GOAL: Starting at the line that contains "Objective: provide one point per instance of the rock.", copy each line through the end of the listing below. Include both ends and output nothing more.

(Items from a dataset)
····················
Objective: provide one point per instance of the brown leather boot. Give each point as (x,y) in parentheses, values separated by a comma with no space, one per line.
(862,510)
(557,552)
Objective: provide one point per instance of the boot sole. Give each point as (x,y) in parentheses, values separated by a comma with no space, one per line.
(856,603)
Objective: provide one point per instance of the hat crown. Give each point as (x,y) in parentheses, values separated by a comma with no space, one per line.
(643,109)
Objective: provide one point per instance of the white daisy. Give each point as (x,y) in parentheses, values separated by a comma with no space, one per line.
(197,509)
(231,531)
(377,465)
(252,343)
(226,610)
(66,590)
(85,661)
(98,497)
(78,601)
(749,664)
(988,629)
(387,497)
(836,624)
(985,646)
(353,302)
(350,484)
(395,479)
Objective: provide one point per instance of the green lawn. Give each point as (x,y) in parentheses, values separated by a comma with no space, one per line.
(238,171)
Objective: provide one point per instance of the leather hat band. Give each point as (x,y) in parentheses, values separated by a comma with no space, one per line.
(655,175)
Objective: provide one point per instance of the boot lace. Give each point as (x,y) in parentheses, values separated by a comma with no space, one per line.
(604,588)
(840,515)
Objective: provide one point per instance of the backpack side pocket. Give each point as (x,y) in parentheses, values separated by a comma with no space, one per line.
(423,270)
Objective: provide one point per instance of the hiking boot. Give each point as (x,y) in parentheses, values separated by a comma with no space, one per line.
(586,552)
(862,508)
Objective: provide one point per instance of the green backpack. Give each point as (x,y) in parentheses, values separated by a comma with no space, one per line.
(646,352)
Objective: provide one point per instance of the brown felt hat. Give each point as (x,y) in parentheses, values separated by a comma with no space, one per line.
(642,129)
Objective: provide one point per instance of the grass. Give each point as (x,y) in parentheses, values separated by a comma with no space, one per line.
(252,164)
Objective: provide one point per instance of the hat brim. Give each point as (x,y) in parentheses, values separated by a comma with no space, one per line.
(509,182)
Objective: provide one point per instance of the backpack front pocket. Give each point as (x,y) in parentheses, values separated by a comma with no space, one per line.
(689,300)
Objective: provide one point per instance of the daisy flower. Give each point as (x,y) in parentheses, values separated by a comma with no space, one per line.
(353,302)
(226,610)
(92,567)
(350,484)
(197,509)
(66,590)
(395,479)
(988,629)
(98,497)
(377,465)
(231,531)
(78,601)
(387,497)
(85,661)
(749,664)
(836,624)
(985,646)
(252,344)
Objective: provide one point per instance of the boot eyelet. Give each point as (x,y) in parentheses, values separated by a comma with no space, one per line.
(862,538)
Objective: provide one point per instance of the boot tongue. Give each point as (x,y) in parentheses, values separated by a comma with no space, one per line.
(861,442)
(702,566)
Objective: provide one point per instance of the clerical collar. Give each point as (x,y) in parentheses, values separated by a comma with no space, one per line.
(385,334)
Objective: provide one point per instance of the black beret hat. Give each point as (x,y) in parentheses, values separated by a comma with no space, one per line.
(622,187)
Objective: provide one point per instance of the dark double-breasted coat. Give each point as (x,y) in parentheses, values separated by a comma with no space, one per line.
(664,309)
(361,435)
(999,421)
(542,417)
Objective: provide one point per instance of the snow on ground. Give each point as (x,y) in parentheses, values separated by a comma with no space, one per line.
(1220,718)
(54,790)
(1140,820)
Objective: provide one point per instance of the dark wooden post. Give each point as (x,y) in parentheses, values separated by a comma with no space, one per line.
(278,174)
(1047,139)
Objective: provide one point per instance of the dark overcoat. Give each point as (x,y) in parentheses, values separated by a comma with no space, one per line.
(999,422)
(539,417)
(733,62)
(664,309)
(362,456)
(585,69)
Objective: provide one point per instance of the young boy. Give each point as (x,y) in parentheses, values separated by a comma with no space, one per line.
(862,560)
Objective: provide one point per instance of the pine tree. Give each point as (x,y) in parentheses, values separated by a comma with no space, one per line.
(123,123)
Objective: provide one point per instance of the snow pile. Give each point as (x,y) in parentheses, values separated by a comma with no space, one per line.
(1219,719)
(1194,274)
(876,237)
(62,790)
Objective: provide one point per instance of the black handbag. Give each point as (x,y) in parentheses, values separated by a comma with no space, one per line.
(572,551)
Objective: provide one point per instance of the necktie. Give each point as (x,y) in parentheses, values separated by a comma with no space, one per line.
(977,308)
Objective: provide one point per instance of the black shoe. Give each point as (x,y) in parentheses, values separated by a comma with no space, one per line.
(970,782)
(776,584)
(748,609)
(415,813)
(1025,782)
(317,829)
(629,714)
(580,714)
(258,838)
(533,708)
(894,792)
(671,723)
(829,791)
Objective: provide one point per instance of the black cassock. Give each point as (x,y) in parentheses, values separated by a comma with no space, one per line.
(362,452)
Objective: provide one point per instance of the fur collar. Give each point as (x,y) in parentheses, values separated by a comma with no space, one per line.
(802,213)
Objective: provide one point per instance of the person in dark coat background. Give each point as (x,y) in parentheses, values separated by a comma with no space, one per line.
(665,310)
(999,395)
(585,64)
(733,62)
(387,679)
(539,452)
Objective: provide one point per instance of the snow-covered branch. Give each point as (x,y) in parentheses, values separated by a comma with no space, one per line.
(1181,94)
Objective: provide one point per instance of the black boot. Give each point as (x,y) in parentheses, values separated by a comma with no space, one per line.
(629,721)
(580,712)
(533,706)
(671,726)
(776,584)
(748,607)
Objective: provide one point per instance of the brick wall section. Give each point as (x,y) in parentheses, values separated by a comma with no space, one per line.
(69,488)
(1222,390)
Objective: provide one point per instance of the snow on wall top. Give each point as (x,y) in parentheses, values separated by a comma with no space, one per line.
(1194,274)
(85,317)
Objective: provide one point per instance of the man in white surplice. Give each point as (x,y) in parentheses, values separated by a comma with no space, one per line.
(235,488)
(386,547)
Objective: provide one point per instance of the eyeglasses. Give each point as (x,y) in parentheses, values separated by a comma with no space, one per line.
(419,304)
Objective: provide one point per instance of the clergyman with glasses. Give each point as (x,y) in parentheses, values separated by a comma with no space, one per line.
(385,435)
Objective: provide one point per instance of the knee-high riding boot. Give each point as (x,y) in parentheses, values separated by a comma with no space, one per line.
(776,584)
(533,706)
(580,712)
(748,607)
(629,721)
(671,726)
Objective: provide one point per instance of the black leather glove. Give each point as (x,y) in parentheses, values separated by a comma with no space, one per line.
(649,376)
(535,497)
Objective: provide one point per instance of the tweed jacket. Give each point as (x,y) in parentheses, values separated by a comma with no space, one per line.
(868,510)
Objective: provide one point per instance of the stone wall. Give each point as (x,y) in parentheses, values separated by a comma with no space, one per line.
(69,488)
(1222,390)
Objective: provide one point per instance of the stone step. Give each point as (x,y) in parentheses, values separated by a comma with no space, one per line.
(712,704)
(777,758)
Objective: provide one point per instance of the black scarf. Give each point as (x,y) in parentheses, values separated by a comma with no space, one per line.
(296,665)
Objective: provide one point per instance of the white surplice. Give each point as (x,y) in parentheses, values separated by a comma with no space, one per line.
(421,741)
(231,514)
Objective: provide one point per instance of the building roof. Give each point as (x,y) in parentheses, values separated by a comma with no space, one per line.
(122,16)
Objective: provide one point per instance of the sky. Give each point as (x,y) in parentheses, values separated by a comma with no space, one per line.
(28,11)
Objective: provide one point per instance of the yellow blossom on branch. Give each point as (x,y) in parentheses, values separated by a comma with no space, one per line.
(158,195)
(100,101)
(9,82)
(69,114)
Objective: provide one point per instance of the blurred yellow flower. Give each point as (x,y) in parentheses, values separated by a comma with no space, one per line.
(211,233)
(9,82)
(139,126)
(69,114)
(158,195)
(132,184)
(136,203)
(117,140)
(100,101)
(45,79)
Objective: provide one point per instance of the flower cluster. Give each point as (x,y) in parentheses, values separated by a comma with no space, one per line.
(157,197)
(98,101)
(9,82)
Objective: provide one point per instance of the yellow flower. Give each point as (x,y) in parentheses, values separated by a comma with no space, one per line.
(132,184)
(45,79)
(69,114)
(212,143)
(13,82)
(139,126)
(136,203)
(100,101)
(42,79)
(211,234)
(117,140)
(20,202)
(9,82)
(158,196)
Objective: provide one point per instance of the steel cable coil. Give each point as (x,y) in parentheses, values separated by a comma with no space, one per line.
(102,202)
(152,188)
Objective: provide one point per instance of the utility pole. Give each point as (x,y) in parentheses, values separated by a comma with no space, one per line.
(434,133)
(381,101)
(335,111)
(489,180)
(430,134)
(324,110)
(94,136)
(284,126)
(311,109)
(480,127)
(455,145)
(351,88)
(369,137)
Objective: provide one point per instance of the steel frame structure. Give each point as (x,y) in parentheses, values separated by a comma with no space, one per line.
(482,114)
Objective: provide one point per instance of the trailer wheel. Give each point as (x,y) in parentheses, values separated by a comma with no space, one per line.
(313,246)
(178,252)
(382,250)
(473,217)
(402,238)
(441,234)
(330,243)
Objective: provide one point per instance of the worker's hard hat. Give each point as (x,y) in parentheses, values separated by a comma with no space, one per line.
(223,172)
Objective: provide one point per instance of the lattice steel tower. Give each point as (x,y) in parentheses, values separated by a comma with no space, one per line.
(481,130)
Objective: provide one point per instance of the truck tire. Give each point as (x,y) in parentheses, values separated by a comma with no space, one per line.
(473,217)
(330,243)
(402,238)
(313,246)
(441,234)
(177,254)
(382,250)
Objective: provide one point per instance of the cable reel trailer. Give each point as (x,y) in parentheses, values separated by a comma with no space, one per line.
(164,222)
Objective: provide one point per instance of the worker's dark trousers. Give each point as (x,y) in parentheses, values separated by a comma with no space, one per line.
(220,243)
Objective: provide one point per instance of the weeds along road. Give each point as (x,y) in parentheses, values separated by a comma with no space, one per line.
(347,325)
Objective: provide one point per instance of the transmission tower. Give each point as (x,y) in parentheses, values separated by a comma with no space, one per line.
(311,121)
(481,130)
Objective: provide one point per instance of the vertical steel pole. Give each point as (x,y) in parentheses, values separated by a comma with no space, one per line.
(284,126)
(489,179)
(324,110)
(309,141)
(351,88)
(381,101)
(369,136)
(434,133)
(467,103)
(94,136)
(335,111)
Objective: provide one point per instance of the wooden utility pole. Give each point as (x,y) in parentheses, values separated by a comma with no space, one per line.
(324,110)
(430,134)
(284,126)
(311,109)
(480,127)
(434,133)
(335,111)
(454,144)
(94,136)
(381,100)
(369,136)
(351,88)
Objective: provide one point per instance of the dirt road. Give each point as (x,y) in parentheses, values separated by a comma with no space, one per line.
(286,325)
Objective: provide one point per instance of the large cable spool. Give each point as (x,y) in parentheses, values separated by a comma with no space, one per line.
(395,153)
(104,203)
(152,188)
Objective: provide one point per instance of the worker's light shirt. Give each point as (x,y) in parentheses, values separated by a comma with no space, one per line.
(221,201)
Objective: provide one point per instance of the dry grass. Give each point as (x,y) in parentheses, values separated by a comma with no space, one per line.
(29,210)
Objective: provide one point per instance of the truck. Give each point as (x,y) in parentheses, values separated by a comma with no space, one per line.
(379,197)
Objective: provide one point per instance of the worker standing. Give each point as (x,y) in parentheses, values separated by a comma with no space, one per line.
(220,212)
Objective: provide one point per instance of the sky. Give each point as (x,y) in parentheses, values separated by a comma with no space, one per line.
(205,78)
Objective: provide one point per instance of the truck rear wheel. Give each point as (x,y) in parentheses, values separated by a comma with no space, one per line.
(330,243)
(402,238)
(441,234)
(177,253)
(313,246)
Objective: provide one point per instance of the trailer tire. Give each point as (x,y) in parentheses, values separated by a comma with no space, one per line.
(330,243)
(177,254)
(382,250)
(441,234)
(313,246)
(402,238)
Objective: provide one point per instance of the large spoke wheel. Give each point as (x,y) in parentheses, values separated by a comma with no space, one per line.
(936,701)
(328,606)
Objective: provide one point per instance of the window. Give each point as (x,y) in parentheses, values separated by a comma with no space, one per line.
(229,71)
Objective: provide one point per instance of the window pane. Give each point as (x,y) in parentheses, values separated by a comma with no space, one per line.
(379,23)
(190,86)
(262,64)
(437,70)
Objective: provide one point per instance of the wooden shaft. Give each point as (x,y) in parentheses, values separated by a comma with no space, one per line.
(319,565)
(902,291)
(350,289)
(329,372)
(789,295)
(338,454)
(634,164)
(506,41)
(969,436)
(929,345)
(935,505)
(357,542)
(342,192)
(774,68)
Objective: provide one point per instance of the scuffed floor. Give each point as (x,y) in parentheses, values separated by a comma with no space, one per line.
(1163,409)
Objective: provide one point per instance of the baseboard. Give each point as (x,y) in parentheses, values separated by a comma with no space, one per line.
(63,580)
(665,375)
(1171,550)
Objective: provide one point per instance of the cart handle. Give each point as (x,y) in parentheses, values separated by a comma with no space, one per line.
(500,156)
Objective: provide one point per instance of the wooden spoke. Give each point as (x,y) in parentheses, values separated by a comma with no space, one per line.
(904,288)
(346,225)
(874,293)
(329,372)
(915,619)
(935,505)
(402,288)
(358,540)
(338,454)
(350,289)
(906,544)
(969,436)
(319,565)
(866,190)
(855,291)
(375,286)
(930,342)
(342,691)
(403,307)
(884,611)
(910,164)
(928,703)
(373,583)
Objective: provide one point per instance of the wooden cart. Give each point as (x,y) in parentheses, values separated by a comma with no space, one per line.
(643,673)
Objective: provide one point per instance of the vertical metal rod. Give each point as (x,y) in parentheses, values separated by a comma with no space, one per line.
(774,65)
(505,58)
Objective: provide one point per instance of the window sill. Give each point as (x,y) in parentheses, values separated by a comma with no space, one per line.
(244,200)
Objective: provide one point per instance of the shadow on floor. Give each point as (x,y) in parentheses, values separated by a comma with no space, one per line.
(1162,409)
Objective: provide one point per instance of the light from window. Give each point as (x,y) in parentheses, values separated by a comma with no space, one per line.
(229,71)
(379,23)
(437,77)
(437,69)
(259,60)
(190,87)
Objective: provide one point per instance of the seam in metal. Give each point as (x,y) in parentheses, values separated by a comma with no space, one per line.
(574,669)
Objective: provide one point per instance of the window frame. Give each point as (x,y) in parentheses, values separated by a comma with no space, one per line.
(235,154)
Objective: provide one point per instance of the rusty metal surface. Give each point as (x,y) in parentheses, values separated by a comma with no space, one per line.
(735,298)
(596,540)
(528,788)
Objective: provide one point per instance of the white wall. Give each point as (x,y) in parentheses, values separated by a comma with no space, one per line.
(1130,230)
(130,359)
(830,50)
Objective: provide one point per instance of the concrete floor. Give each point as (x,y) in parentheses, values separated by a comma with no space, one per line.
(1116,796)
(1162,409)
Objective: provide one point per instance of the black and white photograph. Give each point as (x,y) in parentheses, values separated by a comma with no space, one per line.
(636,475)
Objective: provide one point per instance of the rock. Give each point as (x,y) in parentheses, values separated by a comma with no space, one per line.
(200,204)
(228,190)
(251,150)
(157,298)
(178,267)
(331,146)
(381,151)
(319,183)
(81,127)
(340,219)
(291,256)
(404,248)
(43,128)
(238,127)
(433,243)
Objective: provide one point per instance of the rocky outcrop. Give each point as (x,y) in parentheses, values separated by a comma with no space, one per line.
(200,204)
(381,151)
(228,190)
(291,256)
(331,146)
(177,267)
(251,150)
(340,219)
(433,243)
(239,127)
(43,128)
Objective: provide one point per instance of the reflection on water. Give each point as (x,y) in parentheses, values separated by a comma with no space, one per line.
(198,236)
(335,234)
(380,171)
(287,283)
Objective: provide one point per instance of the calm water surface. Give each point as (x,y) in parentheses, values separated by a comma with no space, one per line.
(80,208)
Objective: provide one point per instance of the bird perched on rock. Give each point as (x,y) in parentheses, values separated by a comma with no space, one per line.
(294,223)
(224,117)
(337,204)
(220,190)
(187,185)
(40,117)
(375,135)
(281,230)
····················
ANSWER TO THE PROBLEM:
Objective: provide one point per instance of the rock. Give each point as (x,y) in parentheses, values separated by a comma with no space, one per line.
(200,204)
(228,190)
(251,150)
(157,298)
(178,267)
(331,146)
(381,151)
(319,183)
(81,127)
(340,219)
(291,256)
(404,248)
(43,128)
(238,127)
(433,243)
Objective: provide one point per instance of the rocky outcrop. Give each point as (x,y) in parentheses, values separated by a comma with no space, one per line.
(200,204)
(381,151)
(228,190)
(291,256)
(331,146)
(177,267)
(251,150)
(340,219)
(433,243)
(239,127)
(43,128)
Objective: provide one point per instance of the reflection on water. Give each point as (x,y) in parentheses, values separated by a comma with no space, one per line.
(198,236)
(335,234)
(380,171)
(287,283)
Objective: provide one point per instance of the calm water surface. Give each point as (x,y) in parentheses, values separated by a comma with no space, one per line.
(80,208)
Objective: provide one point per instance of the bird perched on rock. Give each point as (x,y) in parentheses, values separated by a comma with no space, one per line.
(294,223)
(224,117)
(337,204)
(220,190)
(187,185)
(40,117)
(375,135)
(281,230)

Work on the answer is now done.